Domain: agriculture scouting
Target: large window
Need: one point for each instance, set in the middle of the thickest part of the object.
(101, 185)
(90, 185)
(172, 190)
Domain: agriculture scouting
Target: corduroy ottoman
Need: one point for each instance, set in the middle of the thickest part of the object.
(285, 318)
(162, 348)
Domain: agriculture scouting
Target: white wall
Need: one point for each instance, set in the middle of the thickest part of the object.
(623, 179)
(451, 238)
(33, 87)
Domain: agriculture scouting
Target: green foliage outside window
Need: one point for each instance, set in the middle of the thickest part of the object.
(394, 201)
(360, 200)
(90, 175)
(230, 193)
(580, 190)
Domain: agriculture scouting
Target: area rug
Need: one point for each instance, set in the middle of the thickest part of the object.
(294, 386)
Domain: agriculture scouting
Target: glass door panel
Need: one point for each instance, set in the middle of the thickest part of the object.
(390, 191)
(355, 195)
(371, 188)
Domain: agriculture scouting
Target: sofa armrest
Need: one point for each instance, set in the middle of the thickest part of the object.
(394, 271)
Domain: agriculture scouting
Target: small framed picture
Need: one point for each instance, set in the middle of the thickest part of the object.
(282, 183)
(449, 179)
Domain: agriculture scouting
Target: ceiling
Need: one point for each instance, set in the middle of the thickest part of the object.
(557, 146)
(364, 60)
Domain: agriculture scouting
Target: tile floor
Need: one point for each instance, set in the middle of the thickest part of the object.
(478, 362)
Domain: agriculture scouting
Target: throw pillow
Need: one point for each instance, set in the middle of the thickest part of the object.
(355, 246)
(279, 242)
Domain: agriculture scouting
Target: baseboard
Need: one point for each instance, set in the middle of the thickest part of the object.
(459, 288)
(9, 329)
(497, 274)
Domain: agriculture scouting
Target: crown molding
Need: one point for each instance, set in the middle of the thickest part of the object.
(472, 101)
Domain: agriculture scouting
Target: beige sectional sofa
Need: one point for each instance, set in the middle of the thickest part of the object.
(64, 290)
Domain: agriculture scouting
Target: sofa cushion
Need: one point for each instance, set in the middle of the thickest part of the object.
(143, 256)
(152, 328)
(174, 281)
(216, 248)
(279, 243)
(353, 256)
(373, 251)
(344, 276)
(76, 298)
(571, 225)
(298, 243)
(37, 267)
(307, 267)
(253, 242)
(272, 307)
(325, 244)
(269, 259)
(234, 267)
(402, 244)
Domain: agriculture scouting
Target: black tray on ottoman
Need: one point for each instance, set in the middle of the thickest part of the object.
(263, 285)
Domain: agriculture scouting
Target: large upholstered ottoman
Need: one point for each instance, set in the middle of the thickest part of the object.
....................
__WHAT IS BEING ASKED__
Retype the data in full, exactly.

__ANSWER AREA__
Domain: agriculture scouting
Target: large window
Need: one point for each instance, set in the middle of the thickest part of the object.
(101, 185)
(90, 185)
(172, 190)
Domain: agriculture scouting
Target: corduroy ottoman
Need: one point for each instance, set in the middle of the thickest part of the object.
(285, 318)
(162, 348)
Domain: agriculture scouting
Target: white wall
Need: one point for each instance, set in the middle of the thickest part of the object.
(623, 179)
(451, 238)
(33, 87)
Domain: agriculture scouting
Target: green foliage outside window
Need: one point for each instance, set in the middle of the thickest part of the object.
(394, 201)
(360, 200)
(90, 175)
(230, 193)
(580, 190)
Domain: agriculture scouting
Target: area rug
Need: one point for each instance, set in the middle of the thickest part of the object.
(294, 386)
Domain: agriculture scouting
Target: glass door panel
Need: one point for each instance, set in the middle of the thickest part of the object.
(390, 191)
(355, 195)
(371, 188)
Domain: agriculture scouting
Target: sofa armrest
Need: one point for each instance, set in the middle of the thickest part of the object.
(394, 271)
Domain: agriculture scouting
Target: small framed picture
Need: one point for each instance, set in the middle of the thickest part of the object.
(282, 183)
(449, 179)
Domain: agriculture scouting
Target: ceiling
Need: one point for each instance, set in the middle of the thickest part of the object.
(557, 146)
(364, 60)
Domain: agriculture scouting
Target: tile floor
Need: one point for each instance, set in the middle of the thickest part of the object.
(478, 362)
Domain: agriculture scouting
Target: throw pillow
Need: one point for each instance, set in the middle of the thickest part of the object.
(355, 246)
(279, 242)
Domain: agriculture scouting
Target: baseboard
Need: one point for each instance, set in the middle of the thickest part of the object.
(459, 288)
(9, 329)
(497, 274)
Domain: agriculture scouting
Target: crown molding
Need: one point for each instance, set in the middle of the thickest part of the object.
(472, 101)
Domain: agriculture scouting
Target: beige sectional sofa
Need: one point for each instance, set in the middle of the thickest part of the object.
(64, 290)
Domain: agriculture scouting
Target: sofa cushion
Need: one point for each instance, set in the middle of the thickest part of the object.
(143, 256)
(152, 328)
(174, 281)
(216, 248)
(279, 243)
(353, 256)
(373, 251)
(344, 276)
(76, 298)
(571, 225)
(298, 243)
(37, 267)
(307, 267)
(253, 242)
(272, 307)
(325, 244)
(269, 259)
(234, 267)
(402, 244)
Domain: agriculture scouting
Target: black tray on ottoman
Need: one point for each instance, set in the middle of the thickest part of the object.
(263, 285)
Domain: agriculture scouting
Target: large upholstered ottoman
Need: one point for each instance, set in the middle of the thickest part of the object.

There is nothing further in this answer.